### What is required
Please copy the listing again, starting at the line that contains "# test: point to the overcast" and continuing through its final line, with both ends included.
──────── Dataset rows
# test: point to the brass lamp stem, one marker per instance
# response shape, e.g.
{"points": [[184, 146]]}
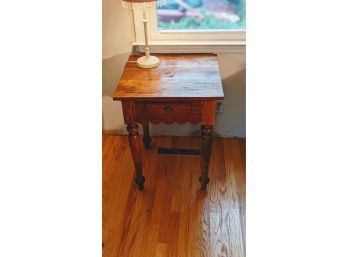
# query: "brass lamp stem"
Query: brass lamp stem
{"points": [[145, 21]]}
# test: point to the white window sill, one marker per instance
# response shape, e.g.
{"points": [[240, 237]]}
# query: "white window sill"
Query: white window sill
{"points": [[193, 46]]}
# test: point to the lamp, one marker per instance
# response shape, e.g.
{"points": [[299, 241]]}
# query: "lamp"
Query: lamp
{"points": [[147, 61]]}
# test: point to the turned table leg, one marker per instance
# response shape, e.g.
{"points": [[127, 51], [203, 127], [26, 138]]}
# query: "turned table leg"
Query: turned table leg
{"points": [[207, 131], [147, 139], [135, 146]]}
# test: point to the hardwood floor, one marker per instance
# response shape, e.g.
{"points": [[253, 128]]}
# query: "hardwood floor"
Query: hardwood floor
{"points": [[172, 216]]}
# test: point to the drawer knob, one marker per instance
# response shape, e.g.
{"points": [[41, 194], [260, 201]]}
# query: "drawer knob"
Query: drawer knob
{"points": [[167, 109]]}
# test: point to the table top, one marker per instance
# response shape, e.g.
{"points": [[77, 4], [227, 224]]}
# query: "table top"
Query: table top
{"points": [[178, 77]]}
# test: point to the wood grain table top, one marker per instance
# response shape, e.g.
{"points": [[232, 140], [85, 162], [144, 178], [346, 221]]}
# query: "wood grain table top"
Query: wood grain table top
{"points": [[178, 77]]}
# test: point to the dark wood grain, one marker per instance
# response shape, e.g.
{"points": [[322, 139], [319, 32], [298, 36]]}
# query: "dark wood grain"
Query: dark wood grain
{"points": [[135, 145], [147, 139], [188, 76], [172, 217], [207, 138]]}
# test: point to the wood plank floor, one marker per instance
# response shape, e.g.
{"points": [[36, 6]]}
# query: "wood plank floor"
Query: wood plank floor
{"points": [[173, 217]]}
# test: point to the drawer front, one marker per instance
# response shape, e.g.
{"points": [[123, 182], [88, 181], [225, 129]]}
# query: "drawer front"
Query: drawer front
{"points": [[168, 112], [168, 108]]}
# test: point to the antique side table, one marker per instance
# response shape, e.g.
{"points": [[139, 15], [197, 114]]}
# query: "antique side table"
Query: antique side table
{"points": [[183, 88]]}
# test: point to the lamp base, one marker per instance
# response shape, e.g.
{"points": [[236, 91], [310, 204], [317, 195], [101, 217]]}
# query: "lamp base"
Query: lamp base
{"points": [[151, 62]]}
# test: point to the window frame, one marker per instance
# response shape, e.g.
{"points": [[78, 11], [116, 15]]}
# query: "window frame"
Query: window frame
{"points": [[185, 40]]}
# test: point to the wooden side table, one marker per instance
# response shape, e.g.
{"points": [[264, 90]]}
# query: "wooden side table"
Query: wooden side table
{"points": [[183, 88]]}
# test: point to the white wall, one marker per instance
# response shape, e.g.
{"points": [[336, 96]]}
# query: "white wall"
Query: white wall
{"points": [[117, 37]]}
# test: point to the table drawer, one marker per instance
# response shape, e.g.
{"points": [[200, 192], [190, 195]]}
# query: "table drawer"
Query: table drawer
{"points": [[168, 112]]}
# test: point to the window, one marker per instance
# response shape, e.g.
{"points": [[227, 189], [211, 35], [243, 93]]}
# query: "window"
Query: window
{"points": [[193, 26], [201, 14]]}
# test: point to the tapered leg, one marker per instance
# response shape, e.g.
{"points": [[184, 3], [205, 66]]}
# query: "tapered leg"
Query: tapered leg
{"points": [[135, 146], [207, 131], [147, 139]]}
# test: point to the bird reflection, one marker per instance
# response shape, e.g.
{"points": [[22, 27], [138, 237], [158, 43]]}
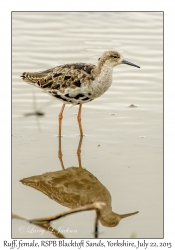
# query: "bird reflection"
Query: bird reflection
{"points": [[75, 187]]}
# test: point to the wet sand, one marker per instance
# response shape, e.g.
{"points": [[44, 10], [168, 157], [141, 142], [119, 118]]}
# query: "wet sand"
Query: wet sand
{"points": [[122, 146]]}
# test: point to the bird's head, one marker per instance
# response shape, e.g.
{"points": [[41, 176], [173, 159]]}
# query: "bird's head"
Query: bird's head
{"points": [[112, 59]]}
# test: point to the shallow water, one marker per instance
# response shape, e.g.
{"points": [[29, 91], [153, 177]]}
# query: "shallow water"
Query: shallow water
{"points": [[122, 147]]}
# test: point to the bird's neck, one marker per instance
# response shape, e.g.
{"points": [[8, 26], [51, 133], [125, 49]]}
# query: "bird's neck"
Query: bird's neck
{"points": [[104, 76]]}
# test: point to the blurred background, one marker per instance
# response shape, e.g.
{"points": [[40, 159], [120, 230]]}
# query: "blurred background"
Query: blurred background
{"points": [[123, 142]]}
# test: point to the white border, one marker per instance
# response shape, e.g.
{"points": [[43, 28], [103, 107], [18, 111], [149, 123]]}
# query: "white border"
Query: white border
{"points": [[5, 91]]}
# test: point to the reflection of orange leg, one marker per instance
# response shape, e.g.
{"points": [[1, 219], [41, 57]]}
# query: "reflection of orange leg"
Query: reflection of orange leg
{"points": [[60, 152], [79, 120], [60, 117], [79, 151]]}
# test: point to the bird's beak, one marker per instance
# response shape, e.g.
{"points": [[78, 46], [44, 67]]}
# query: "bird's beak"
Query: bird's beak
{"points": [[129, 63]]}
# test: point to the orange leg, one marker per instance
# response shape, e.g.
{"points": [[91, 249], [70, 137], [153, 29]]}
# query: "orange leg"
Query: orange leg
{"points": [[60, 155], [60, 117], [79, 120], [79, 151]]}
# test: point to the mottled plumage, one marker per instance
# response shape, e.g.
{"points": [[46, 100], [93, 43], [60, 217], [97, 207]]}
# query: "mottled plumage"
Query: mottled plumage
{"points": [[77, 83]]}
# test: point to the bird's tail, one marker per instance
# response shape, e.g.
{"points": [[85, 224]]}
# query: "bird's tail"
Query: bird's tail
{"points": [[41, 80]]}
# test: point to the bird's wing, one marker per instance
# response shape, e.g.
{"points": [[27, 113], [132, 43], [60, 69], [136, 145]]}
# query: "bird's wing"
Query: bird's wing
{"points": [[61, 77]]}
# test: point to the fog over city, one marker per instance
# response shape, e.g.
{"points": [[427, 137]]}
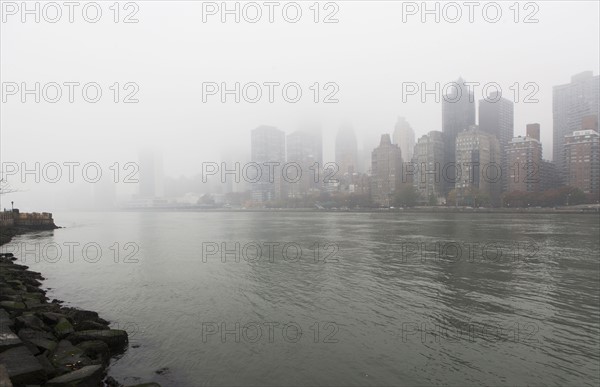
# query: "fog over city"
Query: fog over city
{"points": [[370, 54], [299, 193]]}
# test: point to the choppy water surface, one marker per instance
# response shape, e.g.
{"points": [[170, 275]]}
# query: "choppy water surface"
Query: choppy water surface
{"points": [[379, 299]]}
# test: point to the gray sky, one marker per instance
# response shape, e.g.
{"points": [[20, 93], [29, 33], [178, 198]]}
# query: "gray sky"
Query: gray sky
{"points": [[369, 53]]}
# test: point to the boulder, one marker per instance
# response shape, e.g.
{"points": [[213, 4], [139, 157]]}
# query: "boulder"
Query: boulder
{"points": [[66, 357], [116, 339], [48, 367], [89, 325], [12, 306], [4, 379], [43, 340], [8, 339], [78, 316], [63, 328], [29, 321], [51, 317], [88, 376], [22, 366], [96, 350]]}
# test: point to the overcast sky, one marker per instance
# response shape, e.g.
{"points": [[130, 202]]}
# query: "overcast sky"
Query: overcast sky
────────────────
### Result of the task
# test: point to the overcast sky, one marker per instance
# response shape, e.g.
{"points": [[130, 202]]}
# query: "overcast sky"
Query: overcast sky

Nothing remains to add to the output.